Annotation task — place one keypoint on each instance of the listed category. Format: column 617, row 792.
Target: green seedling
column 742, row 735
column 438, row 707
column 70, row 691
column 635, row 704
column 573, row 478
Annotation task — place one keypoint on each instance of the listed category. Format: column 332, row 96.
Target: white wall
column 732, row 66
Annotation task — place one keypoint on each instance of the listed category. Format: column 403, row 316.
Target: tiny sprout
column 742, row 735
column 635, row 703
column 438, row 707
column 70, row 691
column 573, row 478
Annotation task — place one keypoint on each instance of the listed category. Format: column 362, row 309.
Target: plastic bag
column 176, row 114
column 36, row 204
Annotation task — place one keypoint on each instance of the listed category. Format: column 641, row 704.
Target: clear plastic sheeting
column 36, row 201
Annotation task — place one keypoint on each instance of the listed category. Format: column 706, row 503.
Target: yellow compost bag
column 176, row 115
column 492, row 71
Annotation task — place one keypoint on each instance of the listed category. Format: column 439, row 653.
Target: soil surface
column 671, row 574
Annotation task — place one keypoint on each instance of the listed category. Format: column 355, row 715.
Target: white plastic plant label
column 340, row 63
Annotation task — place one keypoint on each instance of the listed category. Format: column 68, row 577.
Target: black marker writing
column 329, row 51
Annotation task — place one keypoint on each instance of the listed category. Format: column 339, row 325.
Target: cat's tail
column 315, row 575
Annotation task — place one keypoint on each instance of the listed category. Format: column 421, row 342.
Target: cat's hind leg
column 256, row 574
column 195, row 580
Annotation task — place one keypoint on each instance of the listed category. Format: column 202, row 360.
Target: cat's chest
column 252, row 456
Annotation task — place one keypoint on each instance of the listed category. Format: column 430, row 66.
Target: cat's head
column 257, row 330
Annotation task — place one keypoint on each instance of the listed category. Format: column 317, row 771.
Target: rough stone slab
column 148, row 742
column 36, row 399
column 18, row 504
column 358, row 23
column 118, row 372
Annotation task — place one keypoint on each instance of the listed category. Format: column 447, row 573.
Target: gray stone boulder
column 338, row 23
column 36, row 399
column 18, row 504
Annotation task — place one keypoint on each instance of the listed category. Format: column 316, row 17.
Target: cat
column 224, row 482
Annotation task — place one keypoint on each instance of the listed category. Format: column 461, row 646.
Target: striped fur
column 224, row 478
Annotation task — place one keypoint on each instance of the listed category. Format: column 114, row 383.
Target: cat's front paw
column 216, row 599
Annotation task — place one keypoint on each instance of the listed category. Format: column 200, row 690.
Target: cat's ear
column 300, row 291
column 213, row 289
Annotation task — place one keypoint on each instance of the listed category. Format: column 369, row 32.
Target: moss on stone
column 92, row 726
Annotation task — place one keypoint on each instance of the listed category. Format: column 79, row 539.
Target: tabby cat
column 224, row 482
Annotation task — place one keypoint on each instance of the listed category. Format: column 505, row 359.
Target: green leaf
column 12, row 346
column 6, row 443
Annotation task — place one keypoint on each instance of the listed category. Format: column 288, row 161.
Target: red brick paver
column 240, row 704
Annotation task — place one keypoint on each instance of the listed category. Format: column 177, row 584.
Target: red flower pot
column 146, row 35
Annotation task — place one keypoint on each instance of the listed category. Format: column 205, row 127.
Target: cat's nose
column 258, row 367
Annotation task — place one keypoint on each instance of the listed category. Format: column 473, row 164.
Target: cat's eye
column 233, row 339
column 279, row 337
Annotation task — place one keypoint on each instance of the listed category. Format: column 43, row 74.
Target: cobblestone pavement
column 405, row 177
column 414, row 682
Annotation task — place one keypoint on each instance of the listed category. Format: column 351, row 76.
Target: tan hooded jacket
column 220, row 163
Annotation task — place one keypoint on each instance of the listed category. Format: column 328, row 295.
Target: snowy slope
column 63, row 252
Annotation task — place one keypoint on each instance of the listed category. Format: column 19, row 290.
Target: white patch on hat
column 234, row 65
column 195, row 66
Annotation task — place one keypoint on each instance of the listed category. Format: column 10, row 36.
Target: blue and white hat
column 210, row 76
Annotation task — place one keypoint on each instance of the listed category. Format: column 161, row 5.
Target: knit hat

*CHALLENGE:* Render every line of the records above as a numbered list, omitting any blank lines.

*RESULT OF THIS EXERCISE:*
1. Annotation task — place one keypoint on each instance of the listed category. Format: column 617, row 792.
2. Target: green seedling
3. column 742, row 735
4. column 438, row 707
5. column 70, row 691
6. column 635, row 704
7. column 573, row 478
8. Annotation task — place one keypoint on each instance of the listed category. Format: column 332, row 96.
9. Target: white wall
10. column 732, row 66
11. Annotation task — place one keypoint on each instance of the listed category. Format: column 403, row 316.
12. Target: tiny sprout
13. column 742, row 735
14. column 635, row 703
15. column 438, row 707
16. column 70, row 691
17. column 573, row 478
18. Annotation task — place one keypoint on each instance of the listed category. Format: column 362, row 309.
19. Target: plastic bag
20. column 176, row 114
21. column 36, row 204
22. Annotation task — place one keypoint on each instance of the listed category. Format: column 641, row 704.
23. Target: clear plastic sheeting
24. column 36, row 201
25. Annotation task — place one keypoint on each instance of the listed category. Format: column 706, row 503.
26. Target: yellow compost bag
27. column 176, row 115
28. column 492, row 71
29. Annotation task — place one keypoint on each instance of the listed category. Format: column 439, row 653.
30. Target: soil surface
31. column 671, row 574
32. Annotation task — place one keypoint on each instance of the listed category. Format: column 355, row 715.
33. Target: white plastic plant label
34. column 340, row 63
35. Annotation task — place one keypoint on each instance of the listed category. Format: column 68, row 577.
36. Target: black marker writing
37. column 329, row 51
38. Annotation task — place one keypoint on each instance of the listed category. Format: column 339, row 325.
39. Target: cat's tail
40. column 315, row 575
41. Annotation task — place one keypoint on each instance of the listed category. Format: column 421, row 342.
42. Target: cat's hind leg
43. column 256, row 574
44. column 195, row 580
45. Annotation task — place one keypoint on each instance of the listed category. Format: column 202, row 360.
46. Target: cat's chest
47. column 252, row 456
48. Annotation task — place one keypoint on each instance of the listed category. Format: column 430, row 66.
49. Target: cat's head
50. column 257, row 330
51. Annotation task — place one keypoint on each instance of the listed category. Format: column 317, row 771.
52. Target: rough stone slab
53. column 148, row 742
54. column 36, row 399
55. column 18, row 504
56. column 358, row 23
57. column 118, row 372
58. Annotation task — place one keypoint on each instance of the listed category. Format: column 447, row 573.
59. Target: gray stone boulder
60. column 338, row 23
61. column 36, row 399
62. column 18, row 504
63. Annotation task — place one keypoint on each instance of the listed category. Format: column 316, row 17.
64. Target: cat
65. column 224, row 482
66. Annotation task — place one keypoint on each instance of the listed category. Format: column 461, row 646.
67. Target: striped fur
68. column 224, row 478
69. Annotation task — place one keypoint on each instance of the listed category. Format: column 114, row 383.
70. Target: cat's front paw
71. column 216, row 599
72. Annotation task — place one keypoint on each instance of the listed category. Format: column 200, row 690.
73. Target: cat's ear
74. column 300, row 291
75. column 213, row 289
76. Annotation task — place one keypoint on each instance of the listed category. Format: column 369, row 32.
77. Target: moss on stone
78. column 92, row 726
79. Annotation task — place one keypoint on each instance of the listed category. Format: column 79, row 539.
80. Target: tabby cat
81. column 224, row 482
82. Annotation task — place one keypoint on each instance of the listed category. Format: column 505, row 359.
83. Target: green leaf
84. column 12, row 346
85. column 6, row 443
86. Annotation task — place one keypoint on each instance of the listed category. Format: column 288, row 161.
87. Target: red brick paver
88. column 240, row 704
89. Annotation task — place one keypoint on each instance of the listed category. Format: column 177, row 584.
90. Target: red flower pot
91. column 146, row 35
92. Annotation task — place one keypoint on each instance of the listed category. Format: column 205, row 127.
93. Target: cat's nose
94. column 258, row 367
95. Annotation task — place one keypoint on each instance of the listed category. Format: column 473, row 164.
96. Target: cat's eye
97. column 233, row 339
98. column 279, row 337
99. Annotation task — place one keypoint on each instance of the listed category. Format: column 43, row 74.
100. Target: cobblestone pavement
101. column 405, row 177
102. column 414, row 682
103. Annotation task — place one keypoint on each instance of the listed category. Format: column 351, row 76.
104. Target: tan hooded jacket
105. column 220, row 163
106. Annotation task — place one keypoint on each instance of the listed category. Format: column 328, row 295.
107. Target: snowy slope
108. column 63, row 252
109. Annotation task — place one keypoint on each instance of the listed category. Format: column 19, row 290.
110. Target: white patch on hat
111. column 234, row 65
112. column 195, row 66
113. Annotation task — place one keypoint on each instance of the listed category. Format: column 10, row 36.
114. Target: blue and white hat
115. column 210, row 76
116. Annotation task — place one keypoint on each instance of the listed category. Format: column 161, row 5.
117. Target: knit hat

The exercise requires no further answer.